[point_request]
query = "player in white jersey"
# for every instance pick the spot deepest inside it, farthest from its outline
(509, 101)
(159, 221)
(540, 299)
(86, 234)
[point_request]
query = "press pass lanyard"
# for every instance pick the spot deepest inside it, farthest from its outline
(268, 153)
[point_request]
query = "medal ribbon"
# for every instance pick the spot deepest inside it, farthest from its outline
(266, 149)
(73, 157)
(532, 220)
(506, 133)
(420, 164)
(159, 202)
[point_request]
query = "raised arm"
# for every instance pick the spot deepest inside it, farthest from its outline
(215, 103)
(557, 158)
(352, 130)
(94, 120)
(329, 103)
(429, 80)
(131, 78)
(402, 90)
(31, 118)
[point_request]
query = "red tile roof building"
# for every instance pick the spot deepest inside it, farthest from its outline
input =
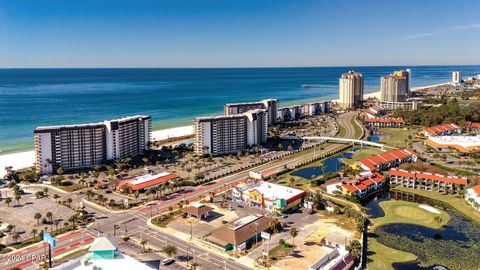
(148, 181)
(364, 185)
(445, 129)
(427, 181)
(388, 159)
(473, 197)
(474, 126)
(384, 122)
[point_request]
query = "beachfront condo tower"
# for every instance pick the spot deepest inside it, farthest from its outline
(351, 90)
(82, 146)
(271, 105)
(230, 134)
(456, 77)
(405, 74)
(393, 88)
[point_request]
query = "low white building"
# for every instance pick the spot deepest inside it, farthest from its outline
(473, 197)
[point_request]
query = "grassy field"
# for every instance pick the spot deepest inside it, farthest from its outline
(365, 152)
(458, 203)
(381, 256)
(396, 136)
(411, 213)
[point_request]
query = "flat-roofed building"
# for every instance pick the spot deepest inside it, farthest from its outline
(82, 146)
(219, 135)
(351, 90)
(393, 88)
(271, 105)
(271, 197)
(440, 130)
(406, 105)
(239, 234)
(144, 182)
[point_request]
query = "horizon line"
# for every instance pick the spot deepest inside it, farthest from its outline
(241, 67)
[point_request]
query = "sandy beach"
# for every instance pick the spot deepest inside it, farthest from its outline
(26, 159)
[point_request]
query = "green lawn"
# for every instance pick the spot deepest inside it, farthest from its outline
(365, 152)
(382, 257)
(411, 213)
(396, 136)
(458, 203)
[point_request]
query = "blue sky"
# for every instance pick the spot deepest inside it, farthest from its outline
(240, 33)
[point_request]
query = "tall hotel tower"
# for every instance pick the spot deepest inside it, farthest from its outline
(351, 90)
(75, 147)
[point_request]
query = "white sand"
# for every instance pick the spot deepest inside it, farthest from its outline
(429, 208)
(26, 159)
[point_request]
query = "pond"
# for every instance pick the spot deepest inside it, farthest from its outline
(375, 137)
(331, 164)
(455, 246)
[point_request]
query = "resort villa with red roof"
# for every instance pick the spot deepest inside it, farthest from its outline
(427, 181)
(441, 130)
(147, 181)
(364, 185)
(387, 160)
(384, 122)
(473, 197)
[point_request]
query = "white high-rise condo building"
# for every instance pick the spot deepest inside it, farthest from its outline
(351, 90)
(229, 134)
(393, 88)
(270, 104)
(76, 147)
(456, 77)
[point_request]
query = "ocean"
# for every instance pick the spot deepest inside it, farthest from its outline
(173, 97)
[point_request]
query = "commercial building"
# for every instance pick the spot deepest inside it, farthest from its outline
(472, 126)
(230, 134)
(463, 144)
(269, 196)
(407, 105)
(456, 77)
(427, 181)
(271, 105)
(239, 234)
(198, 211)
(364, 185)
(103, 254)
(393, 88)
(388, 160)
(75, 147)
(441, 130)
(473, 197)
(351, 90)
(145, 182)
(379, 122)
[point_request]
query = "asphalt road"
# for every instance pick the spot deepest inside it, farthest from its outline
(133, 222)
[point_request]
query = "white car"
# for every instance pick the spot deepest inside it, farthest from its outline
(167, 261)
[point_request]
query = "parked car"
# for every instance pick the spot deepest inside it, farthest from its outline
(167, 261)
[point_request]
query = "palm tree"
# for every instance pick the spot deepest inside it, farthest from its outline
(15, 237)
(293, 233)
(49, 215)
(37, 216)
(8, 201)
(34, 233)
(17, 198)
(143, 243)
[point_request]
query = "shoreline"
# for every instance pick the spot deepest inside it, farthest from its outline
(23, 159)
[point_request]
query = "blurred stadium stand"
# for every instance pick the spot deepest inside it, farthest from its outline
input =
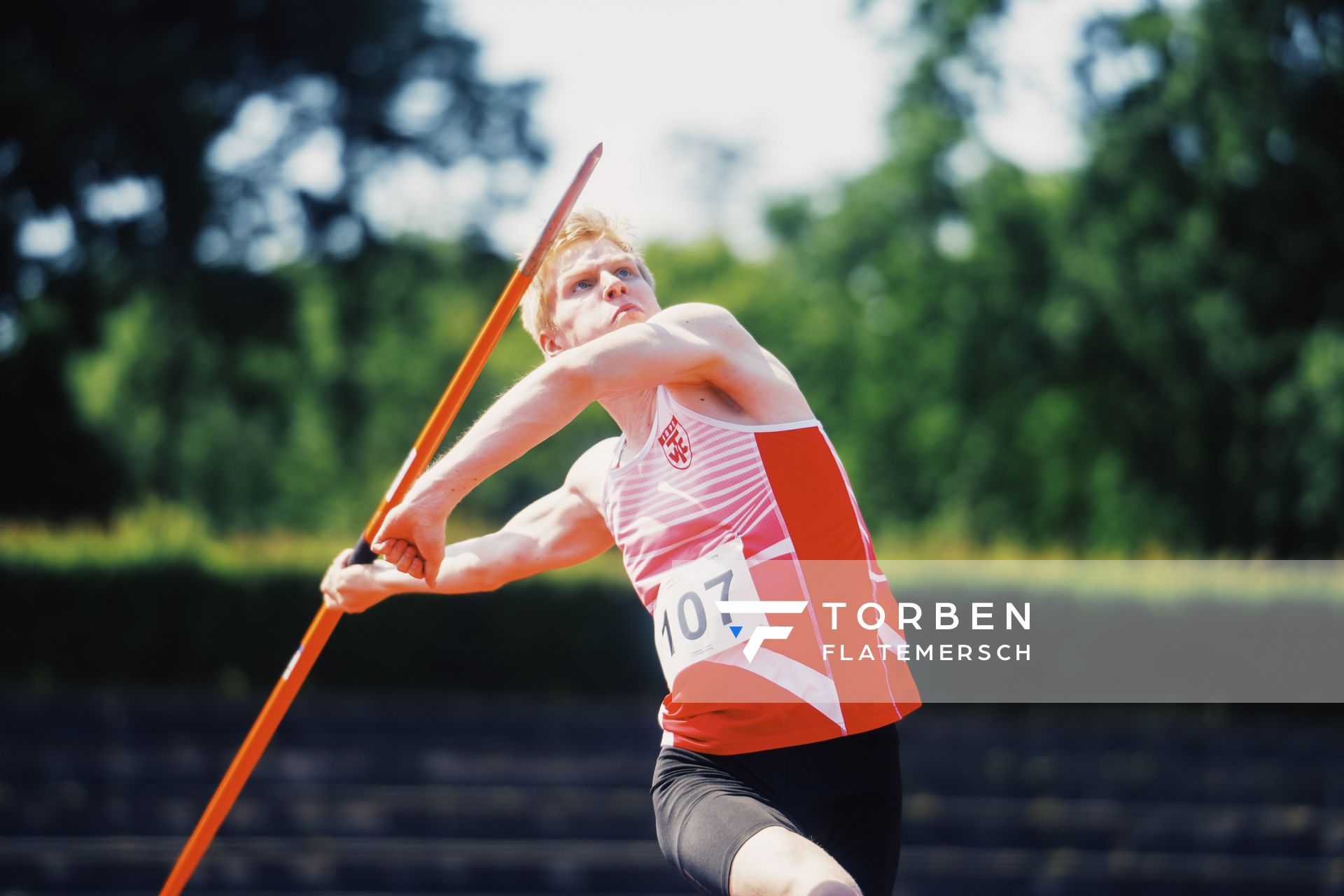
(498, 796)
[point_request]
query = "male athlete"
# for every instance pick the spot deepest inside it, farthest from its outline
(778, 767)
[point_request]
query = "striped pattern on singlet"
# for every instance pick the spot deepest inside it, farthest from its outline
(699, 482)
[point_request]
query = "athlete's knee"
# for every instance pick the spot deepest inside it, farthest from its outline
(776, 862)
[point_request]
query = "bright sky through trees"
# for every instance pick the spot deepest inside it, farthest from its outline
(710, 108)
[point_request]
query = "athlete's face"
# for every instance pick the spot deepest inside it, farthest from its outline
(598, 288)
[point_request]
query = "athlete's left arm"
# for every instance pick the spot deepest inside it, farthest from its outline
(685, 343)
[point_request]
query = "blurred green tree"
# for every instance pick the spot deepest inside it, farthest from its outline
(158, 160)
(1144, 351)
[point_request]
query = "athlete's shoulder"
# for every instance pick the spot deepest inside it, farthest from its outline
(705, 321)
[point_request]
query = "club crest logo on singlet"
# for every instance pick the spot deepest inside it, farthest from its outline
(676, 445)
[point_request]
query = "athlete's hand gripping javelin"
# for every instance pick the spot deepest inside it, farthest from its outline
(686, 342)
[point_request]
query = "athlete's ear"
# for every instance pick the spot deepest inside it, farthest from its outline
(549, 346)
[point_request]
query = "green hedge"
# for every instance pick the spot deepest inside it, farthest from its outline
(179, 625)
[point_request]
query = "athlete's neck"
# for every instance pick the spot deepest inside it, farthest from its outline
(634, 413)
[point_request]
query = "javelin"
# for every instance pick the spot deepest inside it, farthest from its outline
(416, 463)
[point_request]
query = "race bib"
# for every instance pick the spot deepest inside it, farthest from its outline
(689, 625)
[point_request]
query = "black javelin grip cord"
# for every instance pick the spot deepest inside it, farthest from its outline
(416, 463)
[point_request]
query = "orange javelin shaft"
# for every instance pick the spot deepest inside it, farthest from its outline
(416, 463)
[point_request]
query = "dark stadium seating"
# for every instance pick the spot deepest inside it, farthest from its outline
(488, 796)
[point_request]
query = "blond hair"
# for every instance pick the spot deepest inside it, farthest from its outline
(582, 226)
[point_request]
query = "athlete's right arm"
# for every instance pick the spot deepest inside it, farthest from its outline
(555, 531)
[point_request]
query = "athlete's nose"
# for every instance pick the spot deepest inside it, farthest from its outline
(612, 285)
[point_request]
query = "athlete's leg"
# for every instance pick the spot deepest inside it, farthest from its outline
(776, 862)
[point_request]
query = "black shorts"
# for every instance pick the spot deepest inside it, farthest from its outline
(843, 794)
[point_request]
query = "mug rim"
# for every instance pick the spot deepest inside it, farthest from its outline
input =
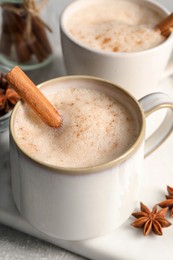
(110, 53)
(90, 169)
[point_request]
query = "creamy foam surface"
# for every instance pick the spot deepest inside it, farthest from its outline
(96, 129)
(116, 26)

Work task>
If a record contains a picture, omit the picture and repeat everything else exactly.

Reply to the exercise>
[point_request]
query = "player in white jersey"
# for every instance pick the spot deepest inside it, farthest from its outline
(509, 101)
(159, 221)
(540, 299)
(86, 234)
[point_request]
query = "press pass lanyard"
# for every instance pick the spot deepest inside it, farthest from its outline
(268, 153)
[point_request]
query = "medal ribbon"
# for every instance pick the spot deepest inside it, farthest from its outline
(266, 149)
(73, 157)
(532, 220)
(506, 133)
(420, 164)
(159, 202)
[point_request]
query = "raised arm"
# for every instance pick the spot deepest inside it, farthest from its outline
(215, 103)
(557, 158)
(352, 130)
(94, 120)
(329, 103)
(429, 80)
(131, 78)
(402, 90)
(31, 118)
[point_request]
query = "red tile roof building"
# for every instance pick the spot deepest inside it, farthest from its outline
input =
(148, 181)
(364, 185)
(445, 129)
(427, 181)
(388, 159)
(473, 197)
(474, 126)
(384, 122)
[point_request]
query = "beachfront condo tower"
# for every instance pick the spot deepest inside it, farthest from its outline
(351, 90)
(82, 146)
(271, 105)
(230, 134)
(456, 77)
(405, 74)
(393, 88)
[point_request]
query = "low white building"
# for every instance pick the spot deepest inside it, farthest from its outline
(473, 197)
[point_request]
query = "grassy field"
# for every instance pick the spot deepest inside it, farthest from its outline
(365, 152)
(458, 203)
(381, 256)
(396, 136)
(411, 213)
[point_request]
query = "flat-roofed building"
# for every instance pick the spot deepest inside it, farthest from its outline
(82, 146)
(219, 135)
(351, 90)
(393, 88)
(271, 105)
(271, 197)
(440, 130)
(406, 105)
(239, 234)
(144, 182)
[point_request]
query = "horizon line"
# for every instance pick the spot deepest inside it, farthest from its outline
(241, 67)
[point_request]
query = "sandy beach"
# for every instance pick the spot deepest inside it, farthest from its outline
(26, 159)
[point_request]
query = "green lawn"
# for every instance pick the spot deepest inside it, farthest from its outline
(365, 152)
(382, 257)
(411, 213)
(396, 136)
(458, 203)
[point_request]
query = "blue sky"
# for every instance pick the spot deepest inside it, farthest from its outline
(240, 33)
[point_request]
query = "tall hotel tower"
# for every instance pick the spot deepest inside it, farthest from its outline
(351, 90)
(75, 147)
[point_request]
query = "white sand"
# for every instance pick the spot deepest inside it, farthest from its outline
(429, 208)
(26, 159)
[point_request]
query = "pond"
# for every instance pick the spot deepest inside it, farthest from its outline
(375, 137)
(331, 164)
(455, 246)
[point_request]
query = "resort villa with red roof"
# for every instance pick the spot deepest inside it, farthest from its outline
(427, 181)
(441, 130)
(147, 181)
(364, 185)
(387, 160)
(384, 122)
(473, 197)
[point_request]
query = "white high-rise condo building"
# for every instance pick the spot deepest inside it, farthest from its outline
(351, 90)
(229, 134)
(393, 88)
(270, 104)
(76, 147)
(456, 77)
[point_request]
query = "ocean"
# for every instance pick the spot deepest inside it, farthest from its outline
(173, 97)
[point_request]
query = "commercial building"
# for every instance pick the spot deepest inside it, farthest from its outline
(472, 126)
(230, 134)
(463, 144)
(269, 196)
(407, 105)
(456, 77)
(427, 181)
(271, 105)
(239, 234)
(198, 211)
(364, 185)
(103, 254)
(393, 88)
(388, 160)
(75, 147)
(441, 130)
(473, 197)
(351, 90)
(145, 182)
(379, 122)
[point_request]
query = "asphalt road"
# for every instance pick the spot deepest inside it, farthest from its outline
(133, 222)
[point_request]
query = "white car"
# for every instance pick the spot deepest inside it, farthest from its outline
(167, 261)
[point_request]
query = "parked car"
# for every instance pick the spot deepest inside it, farthest from its outline
(167, 261)
[point_request]
query = "palm tree"
# for every instance pick the spot deepest inside it, farthest from its outline
(15, 237)
(293, 233)
(49, 215)
(37, 216)
(8, 201)
(34, 233)
(17, 198)
(143, 243)
[point_request]
query = "shoreline"
# for every instance pick the spot deepest inside it, farthest from its outline
(23, 159)
[point_request]
query = "blurred stadium stand"
# for every instance pick the spot deepest inside it, farthest from its outline
input =
(498, 796)
[point_request]
query = "male athlete"
# for every instance pick the spot deepest inside it, farthest from its outline
(778, 767)
[point_request]
query = "striped pattern on singlet"
# for every instance pick the spot deepest inside it, farthest from its outline
(699, 482)
[point_request]
query = "athlete's knee"
# for every instance pick the spot deepest inside it, farthest from its outline
(776, 862)
[point_request]
query = "bright sky through trees"
# for every instance pick the spot deepest inside it, farthest from its outline
(710, 108)
[point_request]
query = "athlete's face"
# for every instance pick the spot deepest inside it, farthest from its outline
(598, 288)
[point_request]
query = "athlete's left arm"
# for every instance pick the spot deepest inside it, farthest from its outline
(685, 343)
[point_request]
query = "blurred green tree"
# for every instance pick the spot deepest inside it, farthest from its outline
(158, 160)
(1144, 351)
[point_request]
query = "athlete's shoulder"
# for every instance pick the spot deepest inside it, farthest from its outline
(705, 321)
[point_request]
query = "club crest logo on singlet"
# for every instance pick the spot deepest inside it, farthest from its outline
(676, 445)
[point_request]
query = "athlete's hand gripping javelin"
# for every instance pick the spot deepest inside it, farthest from its outline
(686, 342)
[point_request]
query = "athlete's ear"
# for every instance pick the spot deepest inside it, farthest from its outline
(549, 346)
[point_request]
query = "green hedge"
# for every instance pick the spot deepest inside it, farthest from its outline
(179, 625)
[point_request]
query = "athlete's neck"
# for every instance pick the spot deepest inside it, farthest from its outline
(634, 413)
[point_request]
query = "javelin"
# for every instance pick the spot deepest inside it, farthest from its outline
(416, 463)
[point_request]
query = "race bib"
# for every instance pick the spot deepest inside it, farthest from its outline
(689, 625)
[point_request]
query = "black javelin grip cord"
# for every instance pick the spot deepest inside it, farthest from its outline
(416, 463)
[point_request]
query = "orange javelin shaft"
# for every instance pick the spot deepest inside it, farthest from its outline
(416, 463)
[point_request]
query = "dark stadium seating"
# for every instance pick the spot deepest inside it, farthest from its outline
(488, 796)
[point_request]
query = "blond hair"
# for every instance pick the spot deepest inside it, farthest from its outline
(582, 226)
[point_request]
query = "athlete's right arm"
# for every instance pick the spot deepest inside it, farthest from its outline
(555, 531)
[point_request]
query = "athlete's nose"
# for every instance pick the spot deepest inside it, farthest from its outline
(612, 285)
[point_request]
query = "athlete's leg"
# for every instance pick the spot deepest inside it, farthest from its outline
(776, 862)
[point_request]
query = "black shorts"
# for every instance pick the spot deepest inside it, farthest from its outline
(843, 794)
[point_request]
query = "mug rim"
# for every instance pick the spot deepest inside it, farthest from its outline
input =
(110, 53)
(90, 169)
[point_request]
query = "creamy foam surface"
# for every instance pick the spot deepest inside it, farthest from its outline
(96, 129)
(116, 26)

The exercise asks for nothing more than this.